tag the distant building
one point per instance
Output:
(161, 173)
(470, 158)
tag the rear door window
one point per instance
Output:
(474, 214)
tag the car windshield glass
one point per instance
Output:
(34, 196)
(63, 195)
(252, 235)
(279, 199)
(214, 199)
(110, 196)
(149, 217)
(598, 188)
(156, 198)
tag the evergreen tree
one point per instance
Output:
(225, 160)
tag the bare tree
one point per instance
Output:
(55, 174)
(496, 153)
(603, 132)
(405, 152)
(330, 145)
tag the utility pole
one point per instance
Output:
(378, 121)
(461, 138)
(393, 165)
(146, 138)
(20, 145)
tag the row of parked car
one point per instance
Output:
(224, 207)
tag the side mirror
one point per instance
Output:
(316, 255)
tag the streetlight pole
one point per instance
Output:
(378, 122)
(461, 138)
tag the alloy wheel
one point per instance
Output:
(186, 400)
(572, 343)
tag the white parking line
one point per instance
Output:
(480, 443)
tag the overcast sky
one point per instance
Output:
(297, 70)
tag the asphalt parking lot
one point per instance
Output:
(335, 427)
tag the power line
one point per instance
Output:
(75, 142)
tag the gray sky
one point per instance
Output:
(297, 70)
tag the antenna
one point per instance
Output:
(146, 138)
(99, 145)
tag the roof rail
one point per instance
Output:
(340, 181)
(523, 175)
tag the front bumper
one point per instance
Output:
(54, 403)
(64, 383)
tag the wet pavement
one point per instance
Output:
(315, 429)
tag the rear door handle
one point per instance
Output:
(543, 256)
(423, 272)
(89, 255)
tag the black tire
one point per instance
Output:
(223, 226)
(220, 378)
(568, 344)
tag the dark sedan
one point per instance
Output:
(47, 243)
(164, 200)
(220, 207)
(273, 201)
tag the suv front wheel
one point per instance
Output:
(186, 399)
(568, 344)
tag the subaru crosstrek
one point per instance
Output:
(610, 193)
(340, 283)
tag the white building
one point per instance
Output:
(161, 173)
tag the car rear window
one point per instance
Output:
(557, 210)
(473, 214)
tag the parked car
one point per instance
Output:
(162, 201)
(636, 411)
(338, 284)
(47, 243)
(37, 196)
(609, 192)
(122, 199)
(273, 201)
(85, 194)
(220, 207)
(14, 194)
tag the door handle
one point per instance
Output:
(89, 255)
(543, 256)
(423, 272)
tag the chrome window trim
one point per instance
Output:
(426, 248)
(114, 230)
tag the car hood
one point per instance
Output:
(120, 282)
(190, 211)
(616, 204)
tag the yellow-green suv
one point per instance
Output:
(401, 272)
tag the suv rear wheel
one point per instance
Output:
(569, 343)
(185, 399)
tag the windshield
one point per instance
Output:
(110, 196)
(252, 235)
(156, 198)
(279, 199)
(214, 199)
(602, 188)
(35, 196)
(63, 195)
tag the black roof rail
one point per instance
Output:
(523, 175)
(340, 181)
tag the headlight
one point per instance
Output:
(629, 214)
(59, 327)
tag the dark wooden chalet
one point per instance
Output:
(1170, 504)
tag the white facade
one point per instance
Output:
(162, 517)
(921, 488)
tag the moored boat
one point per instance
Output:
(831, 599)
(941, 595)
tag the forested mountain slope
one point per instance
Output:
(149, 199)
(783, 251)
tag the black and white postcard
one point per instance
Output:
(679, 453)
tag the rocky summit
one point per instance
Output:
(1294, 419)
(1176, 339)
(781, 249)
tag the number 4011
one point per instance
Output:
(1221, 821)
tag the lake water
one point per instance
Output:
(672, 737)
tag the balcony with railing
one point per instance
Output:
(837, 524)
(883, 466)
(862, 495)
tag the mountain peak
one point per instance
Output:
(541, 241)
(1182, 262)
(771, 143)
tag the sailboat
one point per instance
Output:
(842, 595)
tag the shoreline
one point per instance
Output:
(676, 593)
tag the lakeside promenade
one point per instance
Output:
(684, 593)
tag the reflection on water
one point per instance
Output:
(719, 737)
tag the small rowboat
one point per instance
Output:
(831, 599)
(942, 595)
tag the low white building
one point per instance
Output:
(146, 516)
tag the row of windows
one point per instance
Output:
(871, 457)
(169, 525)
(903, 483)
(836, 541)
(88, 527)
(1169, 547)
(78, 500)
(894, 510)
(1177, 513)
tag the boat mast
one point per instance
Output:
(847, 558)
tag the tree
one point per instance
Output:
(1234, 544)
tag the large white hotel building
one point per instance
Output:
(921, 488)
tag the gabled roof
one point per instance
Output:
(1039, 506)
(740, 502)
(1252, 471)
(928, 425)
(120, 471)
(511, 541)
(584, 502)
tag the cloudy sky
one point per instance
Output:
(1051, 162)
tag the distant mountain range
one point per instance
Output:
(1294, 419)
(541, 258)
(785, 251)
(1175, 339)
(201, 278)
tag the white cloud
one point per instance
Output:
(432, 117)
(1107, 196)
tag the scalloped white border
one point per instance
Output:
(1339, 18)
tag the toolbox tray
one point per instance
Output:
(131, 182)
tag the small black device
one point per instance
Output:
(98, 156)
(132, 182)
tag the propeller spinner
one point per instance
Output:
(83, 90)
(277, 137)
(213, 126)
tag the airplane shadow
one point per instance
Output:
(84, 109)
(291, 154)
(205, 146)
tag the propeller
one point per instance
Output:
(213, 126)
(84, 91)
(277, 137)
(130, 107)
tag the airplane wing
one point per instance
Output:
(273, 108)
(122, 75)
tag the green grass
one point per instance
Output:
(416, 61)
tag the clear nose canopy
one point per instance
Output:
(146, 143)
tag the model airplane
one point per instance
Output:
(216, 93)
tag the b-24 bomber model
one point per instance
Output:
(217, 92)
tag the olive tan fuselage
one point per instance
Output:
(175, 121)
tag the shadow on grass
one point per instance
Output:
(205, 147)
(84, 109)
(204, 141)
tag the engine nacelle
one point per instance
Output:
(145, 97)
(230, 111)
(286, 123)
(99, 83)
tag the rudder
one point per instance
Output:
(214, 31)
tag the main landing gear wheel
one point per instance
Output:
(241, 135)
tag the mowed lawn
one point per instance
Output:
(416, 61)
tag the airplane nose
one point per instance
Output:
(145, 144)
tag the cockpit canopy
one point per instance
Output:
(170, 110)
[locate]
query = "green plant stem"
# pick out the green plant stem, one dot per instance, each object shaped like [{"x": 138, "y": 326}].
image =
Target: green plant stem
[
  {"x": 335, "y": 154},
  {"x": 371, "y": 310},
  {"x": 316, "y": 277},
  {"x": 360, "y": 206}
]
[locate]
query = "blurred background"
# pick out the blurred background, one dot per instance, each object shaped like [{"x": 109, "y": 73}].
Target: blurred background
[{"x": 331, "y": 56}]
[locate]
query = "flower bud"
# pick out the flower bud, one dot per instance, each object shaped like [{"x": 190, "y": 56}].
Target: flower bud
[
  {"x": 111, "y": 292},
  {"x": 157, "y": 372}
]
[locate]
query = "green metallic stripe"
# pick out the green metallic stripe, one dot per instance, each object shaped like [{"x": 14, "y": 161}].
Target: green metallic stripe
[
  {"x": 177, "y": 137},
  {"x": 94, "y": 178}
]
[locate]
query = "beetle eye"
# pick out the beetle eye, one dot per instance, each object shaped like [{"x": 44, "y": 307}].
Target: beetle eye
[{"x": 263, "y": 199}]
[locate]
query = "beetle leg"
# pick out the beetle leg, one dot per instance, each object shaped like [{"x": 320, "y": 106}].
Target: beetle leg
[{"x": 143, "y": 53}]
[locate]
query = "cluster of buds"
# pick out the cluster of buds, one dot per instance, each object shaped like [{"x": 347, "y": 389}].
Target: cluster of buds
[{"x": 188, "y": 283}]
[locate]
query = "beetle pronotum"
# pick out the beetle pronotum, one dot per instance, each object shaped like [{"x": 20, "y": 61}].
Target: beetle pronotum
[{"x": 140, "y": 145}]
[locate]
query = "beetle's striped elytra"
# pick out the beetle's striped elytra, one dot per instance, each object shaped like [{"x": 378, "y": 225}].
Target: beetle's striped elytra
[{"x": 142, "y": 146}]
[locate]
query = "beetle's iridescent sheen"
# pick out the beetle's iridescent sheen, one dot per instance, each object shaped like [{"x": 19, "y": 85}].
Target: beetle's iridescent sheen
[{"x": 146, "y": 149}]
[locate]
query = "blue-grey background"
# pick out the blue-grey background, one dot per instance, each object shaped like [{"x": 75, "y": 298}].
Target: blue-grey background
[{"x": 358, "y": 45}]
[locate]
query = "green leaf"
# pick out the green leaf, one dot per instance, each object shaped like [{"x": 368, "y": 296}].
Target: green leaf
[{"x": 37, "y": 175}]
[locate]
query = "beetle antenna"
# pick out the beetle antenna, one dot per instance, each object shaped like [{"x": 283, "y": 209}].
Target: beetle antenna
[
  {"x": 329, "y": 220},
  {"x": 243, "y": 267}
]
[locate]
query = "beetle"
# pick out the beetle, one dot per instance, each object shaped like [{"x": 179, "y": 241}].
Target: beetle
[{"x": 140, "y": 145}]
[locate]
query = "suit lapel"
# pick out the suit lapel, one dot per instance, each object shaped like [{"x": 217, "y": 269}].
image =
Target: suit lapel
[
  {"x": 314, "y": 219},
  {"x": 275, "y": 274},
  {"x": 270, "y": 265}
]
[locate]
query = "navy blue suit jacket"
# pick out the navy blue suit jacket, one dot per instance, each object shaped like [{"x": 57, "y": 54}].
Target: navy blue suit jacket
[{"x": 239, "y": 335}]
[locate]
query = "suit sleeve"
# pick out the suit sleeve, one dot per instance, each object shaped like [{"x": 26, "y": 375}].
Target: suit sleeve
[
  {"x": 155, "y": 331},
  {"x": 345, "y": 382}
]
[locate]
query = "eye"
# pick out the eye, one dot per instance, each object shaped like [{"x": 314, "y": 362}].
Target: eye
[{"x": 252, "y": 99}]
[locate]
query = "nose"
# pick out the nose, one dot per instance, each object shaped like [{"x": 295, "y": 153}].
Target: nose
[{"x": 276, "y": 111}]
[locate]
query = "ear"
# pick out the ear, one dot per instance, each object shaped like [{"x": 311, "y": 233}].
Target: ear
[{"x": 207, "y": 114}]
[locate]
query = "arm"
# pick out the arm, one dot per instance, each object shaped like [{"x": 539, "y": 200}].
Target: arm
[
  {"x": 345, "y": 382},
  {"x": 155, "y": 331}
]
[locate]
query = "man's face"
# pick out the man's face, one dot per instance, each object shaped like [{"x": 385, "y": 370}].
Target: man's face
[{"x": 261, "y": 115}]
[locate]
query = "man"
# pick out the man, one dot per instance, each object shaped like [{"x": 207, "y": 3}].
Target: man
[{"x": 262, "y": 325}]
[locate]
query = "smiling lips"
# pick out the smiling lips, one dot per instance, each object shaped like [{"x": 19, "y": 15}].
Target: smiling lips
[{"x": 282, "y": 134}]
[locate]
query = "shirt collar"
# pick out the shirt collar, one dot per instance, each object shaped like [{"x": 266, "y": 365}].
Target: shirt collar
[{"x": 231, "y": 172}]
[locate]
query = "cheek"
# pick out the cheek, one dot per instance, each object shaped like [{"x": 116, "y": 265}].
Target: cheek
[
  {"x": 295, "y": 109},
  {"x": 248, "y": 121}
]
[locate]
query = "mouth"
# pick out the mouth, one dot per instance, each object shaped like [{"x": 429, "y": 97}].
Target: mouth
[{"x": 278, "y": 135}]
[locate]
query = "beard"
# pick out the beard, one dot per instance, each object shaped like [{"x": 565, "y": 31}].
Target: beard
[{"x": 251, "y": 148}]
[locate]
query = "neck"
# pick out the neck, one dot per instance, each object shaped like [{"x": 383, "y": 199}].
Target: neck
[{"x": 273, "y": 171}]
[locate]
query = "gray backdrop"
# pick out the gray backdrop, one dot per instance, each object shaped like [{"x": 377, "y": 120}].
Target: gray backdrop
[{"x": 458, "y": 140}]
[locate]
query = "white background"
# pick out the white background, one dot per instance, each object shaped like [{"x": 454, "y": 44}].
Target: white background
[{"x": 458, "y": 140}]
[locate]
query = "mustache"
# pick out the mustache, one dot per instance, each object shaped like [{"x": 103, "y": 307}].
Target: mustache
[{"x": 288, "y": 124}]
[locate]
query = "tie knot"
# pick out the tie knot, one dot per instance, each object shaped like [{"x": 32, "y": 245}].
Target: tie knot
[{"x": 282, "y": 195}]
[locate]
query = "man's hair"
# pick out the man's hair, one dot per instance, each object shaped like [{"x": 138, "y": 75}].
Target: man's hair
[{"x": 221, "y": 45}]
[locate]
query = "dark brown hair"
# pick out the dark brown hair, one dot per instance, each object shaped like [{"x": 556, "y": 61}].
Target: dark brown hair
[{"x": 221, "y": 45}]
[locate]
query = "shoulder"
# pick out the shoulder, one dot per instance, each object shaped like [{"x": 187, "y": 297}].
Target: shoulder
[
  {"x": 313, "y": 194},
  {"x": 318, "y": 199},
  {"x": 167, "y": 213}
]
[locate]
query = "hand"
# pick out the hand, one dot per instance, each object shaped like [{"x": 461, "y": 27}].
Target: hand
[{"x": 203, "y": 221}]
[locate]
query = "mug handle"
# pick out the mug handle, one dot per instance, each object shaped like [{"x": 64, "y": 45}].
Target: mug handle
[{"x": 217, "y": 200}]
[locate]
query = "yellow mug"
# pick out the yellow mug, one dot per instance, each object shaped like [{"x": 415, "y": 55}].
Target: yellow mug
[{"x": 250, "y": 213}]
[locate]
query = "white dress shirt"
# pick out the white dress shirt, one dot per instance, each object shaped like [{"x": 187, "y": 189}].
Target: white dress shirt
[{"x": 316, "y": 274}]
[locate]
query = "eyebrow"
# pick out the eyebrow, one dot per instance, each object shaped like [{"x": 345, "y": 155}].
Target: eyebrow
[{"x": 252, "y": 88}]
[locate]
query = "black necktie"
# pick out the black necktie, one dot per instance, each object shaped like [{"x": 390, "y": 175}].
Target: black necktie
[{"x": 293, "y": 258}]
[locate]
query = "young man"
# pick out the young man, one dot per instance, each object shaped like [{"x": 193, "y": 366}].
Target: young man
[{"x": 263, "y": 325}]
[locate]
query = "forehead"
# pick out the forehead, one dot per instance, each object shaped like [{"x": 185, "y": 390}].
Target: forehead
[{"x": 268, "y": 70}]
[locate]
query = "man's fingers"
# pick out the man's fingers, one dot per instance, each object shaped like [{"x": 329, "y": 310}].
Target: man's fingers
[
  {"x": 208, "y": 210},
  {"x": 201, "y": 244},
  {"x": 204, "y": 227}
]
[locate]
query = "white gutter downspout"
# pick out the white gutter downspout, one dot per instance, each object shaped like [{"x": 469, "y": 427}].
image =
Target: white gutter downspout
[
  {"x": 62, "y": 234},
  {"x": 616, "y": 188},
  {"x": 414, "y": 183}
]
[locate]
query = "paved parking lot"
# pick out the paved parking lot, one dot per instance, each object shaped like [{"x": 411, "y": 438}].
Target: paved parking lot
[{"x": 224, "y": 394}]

::::::::::

REQUIREMENT: Scan the records for the string "roof". Copy each line in which it appears.

WRITTEN ANSWER:
tag the roof rail
tag the black roof rail
tag the gabled roof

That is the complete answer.